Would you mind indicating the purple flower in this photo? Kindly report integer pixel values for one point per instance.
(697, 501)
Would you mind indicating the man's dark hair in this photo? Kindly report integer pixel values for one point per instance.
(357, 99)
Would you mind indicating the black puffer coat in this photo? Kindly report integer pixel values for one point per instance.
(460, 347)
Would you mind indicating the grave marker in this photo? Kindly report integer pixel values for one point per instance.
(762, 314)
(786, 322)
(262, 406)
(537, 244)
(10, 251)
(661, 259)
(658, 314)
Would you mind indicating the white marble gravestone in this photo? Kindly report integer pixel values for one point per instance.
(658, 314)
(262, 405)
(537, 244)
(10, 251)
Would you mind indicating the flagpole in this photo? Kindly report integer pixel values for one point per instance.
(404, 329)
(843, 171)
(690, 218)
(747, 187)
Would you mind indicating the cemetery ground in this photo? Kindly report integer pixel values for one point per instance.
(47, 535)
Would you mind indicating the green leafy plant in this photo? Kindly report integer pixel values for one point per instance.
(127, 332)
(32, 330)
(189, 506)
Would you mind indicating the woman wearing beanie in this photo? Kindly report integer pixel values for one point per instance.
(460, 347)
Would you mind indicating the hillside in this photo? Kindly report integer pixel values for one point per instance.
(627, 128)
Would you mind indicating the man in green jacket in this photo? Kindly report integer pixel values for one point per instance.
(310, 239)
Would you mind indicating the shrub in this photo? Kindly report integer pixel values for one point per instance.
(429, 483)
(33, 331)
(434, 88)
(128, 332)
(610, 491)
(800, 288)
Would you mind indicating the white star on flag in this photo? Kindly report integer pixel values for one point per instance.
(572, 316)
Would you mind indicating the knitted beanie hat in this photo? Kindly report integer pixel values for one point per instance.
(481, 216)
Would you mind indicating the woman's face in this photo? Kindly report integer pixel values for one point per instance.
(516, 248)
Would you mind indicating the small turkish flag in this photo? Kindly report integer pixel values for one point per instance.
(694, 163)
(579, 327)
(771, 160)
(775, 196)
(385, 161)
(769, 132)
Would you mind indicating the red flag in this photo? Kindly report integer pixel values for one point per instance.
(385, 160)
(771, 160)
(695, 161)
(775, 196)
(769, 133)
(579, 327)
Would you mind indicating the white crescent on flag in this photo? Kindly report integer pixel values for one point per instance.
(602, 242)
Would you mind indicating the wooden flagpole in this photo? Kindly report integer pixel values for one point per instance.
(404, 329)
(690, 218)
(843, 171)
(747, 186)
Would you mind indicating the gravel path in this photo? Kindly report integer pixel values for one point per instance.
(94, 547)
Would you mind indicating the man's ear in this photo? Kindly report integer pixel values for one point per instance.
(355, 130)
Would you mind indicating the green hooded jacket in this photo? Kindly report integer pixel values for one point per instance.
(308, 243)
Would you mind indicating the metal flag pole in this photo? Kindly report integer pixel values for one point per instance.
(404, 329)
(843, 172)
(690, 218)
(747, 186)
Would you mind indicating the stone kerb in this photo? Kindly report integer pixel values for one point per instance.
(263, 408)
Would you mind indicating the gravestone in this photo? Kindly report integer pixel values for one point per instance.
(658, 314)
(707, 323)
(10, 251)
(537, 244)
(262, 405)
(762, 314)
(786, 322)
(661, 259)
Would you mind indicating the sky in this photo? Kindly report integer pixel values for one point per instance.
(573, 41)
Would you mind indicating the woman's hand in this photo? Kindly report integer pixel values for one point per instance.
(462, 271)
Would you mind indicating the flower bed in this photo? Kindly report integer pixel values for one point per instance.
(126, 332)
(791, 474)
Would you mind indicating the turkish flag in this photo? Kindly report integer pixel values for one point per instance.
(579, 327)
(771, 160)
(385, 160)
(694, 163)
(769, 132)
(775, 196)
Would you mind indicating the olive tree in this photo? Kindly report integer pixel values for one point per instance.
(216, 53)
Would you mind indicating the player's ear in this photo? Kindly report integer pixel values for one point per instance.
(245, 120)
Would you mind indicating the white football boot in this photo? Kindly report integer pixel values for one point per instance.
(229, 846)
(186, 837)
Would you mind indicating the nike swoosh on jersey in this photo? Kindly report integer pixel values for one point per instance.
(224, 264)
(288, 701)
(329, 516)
--------------------------------
## WORK REQUEST
Everything from the line that contains "Would you mind indicating the player's" through the final line of the listing is to be restated word for word, and nothing more.

## WRITTEN ANSWER
Would you mind indicating the player's ear in this photo? Kindly report integer pixel values for one point per instance.
(245, 120)
Would you mind indicating the white football boot in this photo? Kindly report integer pixel values for one point per instance.
(229, 846)
(186, 837)
Would you mind indicating the nike swoosh on jersey in this photo? Kindly report integer pixel values for one point per instance.
(224, 264)
(288, 701)
(329, 516)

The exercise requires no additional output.